[Location labeling records]
= = = = =

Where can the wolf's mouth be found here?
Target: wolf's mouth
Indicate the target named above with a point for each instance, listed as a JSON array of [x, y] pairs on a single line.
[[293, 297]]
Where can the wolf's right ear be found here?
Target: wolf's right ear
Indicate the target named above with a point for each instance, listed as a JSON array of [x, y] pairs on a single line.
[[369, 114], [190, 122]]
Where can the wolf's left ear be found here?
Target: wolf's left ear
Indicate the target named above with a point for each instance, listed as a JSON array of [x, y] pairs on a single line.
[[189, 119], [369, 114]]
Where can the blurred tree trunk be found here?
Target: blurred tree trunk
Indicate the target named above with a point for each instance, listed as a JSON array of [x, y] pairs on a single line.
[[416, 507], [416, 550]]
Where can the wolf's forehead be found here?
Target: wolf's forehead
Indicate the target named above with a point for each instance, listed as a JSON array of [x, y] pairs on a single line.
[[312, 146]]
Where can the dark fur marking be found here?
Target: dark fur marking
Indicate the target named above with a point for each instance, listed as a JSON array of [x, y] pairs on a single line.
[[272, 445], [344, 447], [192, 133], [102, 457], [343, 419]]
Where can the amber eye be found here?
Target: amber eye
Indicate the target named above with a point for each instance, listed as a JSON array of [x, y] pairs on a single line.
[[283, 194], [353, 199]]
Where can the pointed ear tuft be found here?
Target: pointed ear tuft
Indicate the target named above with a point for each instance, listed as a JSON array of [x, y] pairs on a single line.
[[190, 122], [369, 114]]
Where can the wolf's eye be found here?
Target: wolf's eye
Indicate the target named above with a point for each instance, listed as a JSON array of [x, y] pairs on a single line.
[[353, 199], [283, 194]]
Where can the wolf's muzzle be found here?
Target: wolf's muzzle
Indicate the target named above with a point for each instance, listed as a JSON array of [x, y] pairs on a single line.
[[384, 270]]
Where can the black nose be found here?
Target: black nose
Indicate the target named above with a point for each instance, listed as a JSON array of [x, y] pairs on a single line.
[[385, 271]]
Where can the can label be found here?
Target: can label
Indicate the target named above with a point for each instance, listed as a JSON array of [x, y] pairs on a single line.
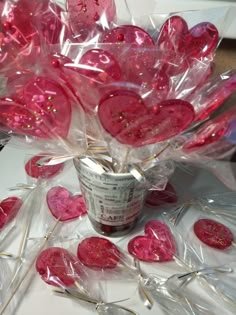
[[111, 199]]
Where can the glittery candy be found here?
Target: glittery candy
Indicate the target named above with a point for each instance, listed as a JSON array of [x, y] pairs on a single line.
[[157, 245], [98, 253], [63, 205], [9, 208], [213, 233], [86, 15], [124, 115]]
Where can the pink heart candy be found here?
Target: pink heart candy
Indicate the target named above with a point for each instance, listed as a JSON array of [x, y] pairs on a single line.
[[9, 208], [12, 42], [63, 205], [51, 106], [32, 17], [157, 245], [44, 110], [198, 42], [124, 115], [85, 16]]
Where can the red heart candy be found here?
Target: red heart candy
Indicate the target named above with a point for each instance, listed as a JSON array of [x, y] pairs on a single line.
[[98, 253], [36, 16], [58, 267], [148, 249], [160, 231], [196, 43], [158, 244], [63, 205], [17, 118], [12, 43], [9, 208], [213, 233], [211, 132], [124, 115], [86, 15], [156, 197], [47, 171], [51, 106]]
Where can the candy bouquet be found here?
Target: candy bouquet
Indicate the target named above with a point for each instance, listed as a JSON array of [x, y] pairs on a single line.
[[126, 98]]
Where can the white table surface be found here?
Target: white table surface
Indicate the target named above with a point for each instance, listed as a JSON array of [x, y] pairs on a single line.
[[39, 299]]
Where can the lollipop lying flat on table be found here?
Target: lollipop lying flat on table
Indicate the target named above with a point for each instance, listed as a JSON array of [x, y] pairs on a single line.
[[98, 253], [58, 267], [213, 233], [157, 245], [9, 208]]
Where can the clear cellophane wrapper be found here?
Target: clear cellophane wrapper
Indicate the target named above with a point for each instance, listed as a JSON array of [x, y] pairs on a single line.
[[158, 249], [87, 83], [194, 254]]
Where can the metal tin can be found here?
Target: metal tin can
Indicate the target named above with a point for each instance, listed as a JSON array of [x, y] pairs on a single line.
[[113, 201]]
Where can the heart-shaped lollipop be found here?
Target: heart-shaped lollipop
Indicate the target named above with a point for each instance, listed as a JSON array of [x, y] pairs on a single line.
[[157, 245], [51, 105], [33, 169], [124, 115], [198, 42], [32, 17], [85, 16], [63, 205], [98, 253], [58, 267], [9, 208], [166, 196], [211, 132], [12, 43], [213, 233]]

= = = = =

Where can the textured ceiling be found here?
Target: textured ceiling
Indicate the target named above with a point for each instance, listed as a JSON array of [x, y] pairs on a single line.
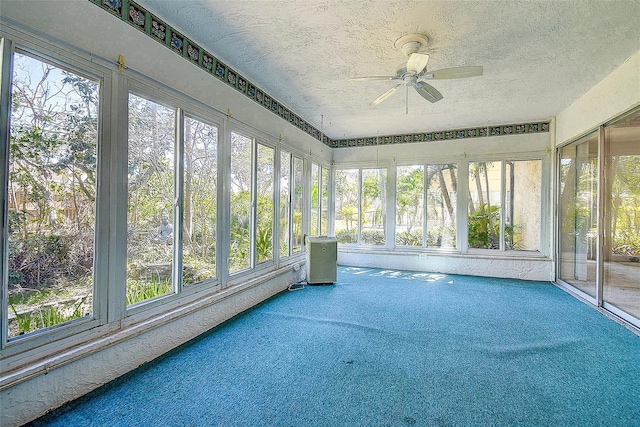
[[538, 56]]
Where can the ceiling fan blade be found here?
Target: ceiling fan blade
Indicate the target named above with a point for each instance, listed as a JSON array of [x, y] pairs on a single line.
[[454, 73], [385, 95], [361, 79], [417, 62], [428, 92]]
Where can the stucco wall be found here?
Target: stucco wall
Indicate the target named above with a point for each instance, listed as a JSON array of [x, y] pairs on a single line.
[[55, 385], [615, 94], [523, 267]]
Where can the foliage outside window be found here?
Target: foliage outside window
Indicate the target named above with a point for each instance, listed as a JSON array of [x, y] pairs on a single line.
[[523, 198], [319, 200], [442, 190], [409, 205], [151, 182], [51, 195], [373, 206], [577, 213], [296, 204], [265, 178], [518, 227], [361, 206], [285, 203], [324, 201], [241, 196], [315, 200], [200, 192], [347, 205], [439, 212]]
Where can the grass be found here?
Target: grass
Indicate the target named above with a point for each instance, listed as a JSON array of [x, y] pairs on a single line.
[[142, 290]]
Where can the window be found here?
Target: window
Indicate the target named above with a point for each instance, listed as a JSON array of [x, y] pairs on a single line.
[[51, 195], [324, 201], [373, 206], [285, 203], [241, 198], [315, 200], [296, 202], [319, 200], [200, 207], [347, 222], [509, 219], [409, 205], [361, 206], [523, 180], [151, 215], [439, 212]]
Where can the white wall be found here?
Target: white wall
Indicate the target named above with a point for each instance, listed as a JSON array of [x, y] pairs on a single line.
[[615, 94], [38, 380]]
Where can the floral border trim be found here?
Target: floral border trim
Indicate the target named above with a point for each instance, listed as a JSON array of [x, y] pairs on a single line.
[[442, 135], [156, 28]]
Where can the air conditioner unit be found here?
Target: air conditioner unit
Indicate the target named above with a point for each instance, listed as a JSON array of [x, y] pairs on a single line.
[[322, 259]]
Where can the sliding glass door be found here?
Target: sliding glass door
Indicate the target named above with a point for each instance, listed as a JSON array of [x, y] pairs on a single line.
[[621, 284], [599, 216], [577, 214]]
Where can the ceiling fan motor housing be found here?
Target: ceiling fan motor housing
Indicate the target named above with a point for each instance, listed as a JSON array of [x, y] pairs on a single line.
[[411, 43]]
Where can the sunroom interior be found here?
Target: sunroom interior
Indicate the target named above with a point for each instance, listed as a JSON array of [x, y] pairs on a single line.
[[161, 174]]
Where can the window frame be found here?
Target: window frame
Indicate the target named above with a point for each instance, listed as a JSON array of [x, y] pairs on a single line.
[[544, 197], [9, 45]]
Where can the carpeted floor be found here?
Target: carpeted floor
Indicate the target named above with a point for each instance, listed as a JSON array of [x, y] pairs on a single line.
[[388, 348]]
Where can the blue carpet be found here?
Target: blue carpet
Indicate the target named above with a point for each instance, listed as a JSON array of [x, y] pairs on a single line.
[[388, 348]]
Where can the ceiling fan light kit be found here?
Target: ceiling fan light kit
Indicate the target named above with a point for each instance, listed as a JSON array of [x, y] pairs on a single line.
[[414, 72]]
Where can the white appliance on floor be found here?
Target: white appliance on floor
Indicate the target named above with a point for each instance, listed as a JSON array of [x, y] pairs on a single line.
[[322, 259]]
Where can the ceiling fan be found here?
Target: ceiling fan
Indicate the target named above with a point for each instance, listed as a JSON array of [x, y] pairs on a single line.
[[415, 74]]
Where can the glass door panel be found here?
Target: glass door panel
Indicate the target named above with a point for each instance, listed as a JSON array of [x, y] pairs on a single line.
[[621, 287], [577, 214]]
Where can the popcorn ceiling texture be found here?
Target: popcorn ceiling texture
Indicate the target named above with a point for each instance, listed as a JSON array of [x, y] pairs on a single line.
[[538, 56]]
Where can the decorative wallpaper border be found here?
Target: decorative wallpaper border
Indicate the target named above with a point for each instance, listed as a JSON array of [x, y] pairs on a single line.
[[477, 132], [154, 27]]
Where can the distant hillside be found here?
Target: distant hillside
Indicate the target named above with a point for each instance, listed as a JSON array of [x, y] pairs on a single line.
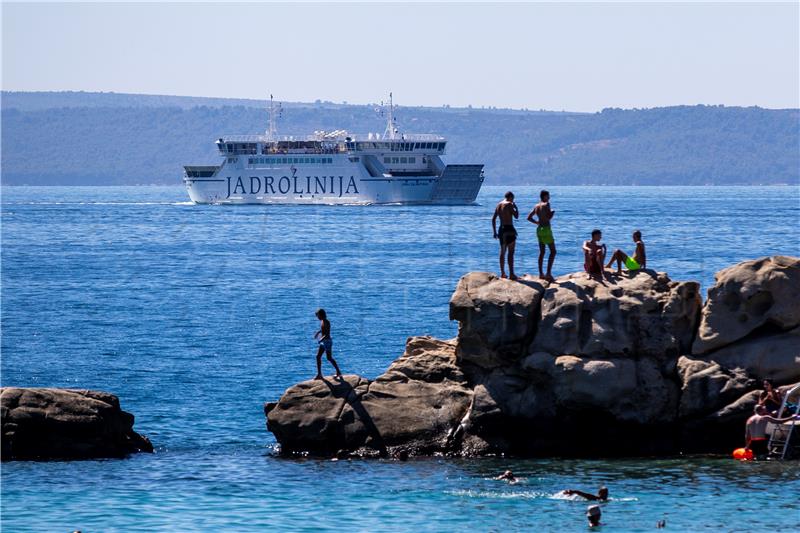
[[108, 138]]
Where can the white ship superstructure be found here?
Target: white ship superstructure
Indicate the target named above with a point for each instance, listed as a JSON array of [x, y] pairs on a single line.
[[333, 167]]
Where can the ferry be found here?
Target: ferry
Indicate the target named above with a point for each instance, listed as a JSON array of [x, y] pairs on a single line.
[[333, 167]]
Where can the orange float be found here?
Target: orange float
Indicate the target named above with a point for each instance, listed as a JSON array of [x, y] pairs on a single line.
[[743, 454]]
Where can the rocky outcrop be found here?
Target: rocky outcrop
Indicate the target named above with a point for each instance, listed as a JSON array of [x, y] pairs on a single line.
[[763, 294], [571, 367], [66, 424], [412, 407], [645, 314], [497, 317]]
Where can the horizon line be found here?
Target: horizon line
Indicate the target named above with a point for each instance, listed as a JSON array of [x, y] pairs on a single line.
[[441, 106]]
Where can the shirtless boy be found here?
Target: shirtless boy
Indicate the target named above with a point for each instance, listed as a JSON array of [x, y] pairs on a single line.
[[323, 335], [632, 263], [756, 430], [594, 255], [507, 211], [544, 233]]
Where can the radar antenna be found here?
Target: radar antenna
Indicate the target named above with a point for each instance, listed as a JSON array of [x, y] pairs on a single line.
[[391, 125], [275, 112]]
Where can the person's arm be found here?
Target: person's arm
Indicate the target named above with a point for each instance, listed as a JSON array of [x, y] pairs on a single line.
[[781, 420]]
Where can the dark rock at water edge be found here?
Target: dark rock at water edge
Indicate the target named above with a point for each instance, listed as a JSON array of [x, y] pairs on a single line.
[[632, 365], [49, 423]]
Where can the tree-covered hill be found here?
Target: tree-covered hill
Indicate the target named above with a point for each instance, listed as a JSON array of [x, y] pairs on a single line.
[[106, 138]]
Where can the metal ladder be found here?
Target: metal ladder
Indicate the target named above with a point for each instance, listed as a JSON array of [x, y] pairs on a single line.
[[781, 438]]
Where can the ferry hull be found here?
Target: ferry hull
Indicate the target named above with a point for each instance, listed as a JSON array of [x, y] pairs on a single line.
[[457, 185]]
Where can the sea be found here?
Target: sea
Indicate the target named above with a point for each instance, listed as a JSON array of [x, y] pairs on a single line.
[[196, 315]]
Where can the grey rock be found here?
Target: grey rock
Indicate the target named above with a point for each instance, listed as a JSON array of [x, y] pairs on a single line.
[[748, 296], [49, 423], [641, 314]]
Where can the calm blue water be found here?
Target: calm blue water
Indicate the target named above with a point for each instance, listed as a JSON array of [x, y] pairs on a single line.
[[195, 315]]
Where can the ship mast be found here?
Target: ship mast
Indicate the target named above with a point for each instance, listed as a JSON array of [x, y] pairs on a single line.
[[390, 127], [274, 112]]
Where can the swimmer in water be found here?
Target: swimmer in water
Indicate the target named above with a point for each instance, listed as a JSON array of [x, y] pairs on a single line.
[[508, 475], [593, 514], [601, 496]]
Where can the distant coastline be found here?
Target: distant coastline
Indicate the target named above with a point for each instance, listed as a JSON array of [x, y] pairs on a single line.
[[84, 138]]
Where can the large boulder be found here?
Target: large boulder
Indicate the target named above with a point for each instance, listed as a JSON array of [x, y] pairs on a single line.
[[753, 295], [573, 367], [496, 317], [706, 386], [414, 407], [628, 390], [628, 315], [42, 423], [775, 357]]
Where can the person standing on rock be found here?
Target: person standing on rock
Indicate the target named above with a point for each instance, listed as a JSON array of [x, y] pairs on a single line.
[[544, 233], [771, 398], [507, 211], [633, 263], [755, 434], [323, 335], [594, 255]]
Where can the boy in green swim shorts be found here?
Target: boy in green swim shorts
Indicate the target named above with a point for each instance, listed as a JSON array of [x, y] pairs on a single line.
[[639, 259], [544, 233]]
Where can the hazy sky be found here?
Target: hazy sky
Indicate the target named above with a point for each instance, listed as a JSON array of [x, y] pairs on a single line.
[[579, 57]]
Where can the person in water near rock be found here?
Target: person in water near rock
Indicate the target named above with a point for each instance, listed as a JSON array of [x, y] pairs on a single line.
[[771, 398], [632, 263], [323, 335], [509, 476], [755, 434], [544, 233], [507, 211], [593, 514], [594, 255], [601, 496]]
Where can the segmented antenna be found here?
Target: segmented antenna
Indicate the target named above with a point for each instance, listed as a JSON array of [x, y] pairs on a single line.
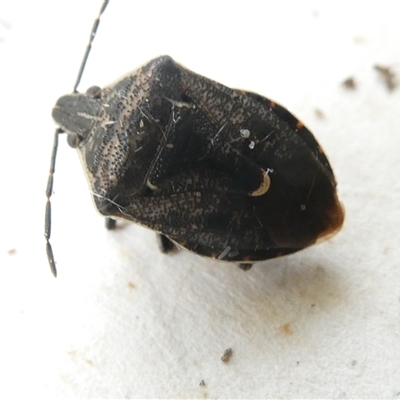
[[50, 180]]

= = = = =

### PROBLEM DETAILS
Can you transcribe the data verbatim from the line with "Where can the pink heart candy be found here?" to the line with "115], [85, 16]]", including both of those lines?

### RESULT OF THIS EXERCISE
Where can the pink heart candy be found here?
Target: pink heart candy
Indicate the target named above with a point for each instance, listed as a JSON array of [x, y] pairs on a single line.
[[9, 208], [12, 42], [63, 205], [51, 106], [32, 17], [157, 245], [44, 110], [198, 42], [124, 115], [85, 16]]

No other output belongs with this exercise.